(RECORDS SUPPLIED Opens)
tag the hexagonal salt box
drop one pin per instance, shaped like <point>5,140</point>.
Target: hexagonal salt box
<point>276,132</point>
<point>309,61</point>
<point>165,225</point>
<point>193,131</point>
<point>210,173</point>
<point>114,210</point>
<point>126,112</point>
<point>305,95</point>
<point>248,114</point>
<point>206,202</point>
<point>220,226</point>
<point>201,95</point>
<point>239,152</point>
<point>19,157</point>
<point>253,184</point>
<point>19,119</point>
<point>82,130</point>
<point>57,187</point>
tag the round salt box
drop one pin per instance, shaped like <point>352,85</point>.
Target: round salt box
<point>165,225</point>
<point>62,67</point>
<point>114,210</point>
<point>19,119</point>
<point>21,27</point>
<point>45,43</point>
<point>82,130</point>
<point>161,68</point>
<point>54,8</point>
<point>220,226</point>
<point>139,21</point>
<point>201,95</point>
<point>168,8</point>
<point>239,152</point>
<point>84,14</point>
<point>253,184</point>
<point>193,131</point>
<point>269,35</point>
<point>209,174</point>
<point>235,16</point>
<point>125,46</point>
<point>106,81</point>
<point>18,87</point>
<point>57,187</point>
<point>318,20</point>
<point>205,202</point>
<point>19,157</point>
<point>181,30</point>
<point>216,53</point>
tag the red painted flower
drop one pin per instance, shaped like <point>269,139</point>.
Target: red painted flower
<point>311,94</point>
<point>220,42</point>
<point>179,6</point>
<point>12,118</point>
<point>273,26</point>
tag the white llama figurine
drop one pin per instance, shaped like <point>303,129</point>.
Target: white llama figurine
(RECORDS SUPPLIED Closes)
▸ **TASK ITEM**
Repeat all the lines above verbatim.

▸ **EXERCISE SOLUTION**
tag the hexagonal salt box
drop one pin per instance, shaped like <point>5,140</point>.
Target: hexagonal salt box
<point>276,132</point>
<point>309,61</point>
<point>165,225</point>
<point>193,131</point>
<point>210,173</point>
<point>114,210</point>
<point>126,112</point>
<point>305,95</point>
<point>248,114</point>
<point>206,202</point>
<point>220,226</point>
<point>201,95</point>
<point>239,152</point>
<point>19,157</point>
<point>253,184</point>
<point>19,119</point>
<point>82,130</point>
<point>57,187</point>
tag the round salt box
drop one pin per instance, shaped like <point>352,85</point>.
Target: round salt box
<point>165,225</point>
<point>62,67</point>
<point>114,210</point>
<point>19,119</point>
<point>21,27</point>
<point>45,43</point>
<point>82,130</point>
<point>161,68</point>
<point>54,8</point>
<point>220,226</point>
<point>139,21</point>
<point>201,95</point>
<point>168,8</point>
<point>239,152</point>
<point>84,14</point>
<point>253,184</point>
<point>193,131</point>
<point>269,35</point>
<point>209,174</point>
<point>235,16</point>
<point>125,46</point>
<point>106,81</point>
<point>18,87</point>
<point>57,187</point>
<point>318,20</point>
<point>205,202</point>
<point>19,157</point>
<point>181,30</point>
<point>216,53</point>
tag the red painted flower
drop one pin per instance, shaped like <point>269,139</point>.
Target: red painted flower
<point>311,94</point>
<point>220,42</point>
<point>179,6</point>
<point>12,118</point>
<point>273,26</point>
tag the white llama figurine
drop one pin per instance, shaped like <point>303,129</point>.
Target: white llama figurine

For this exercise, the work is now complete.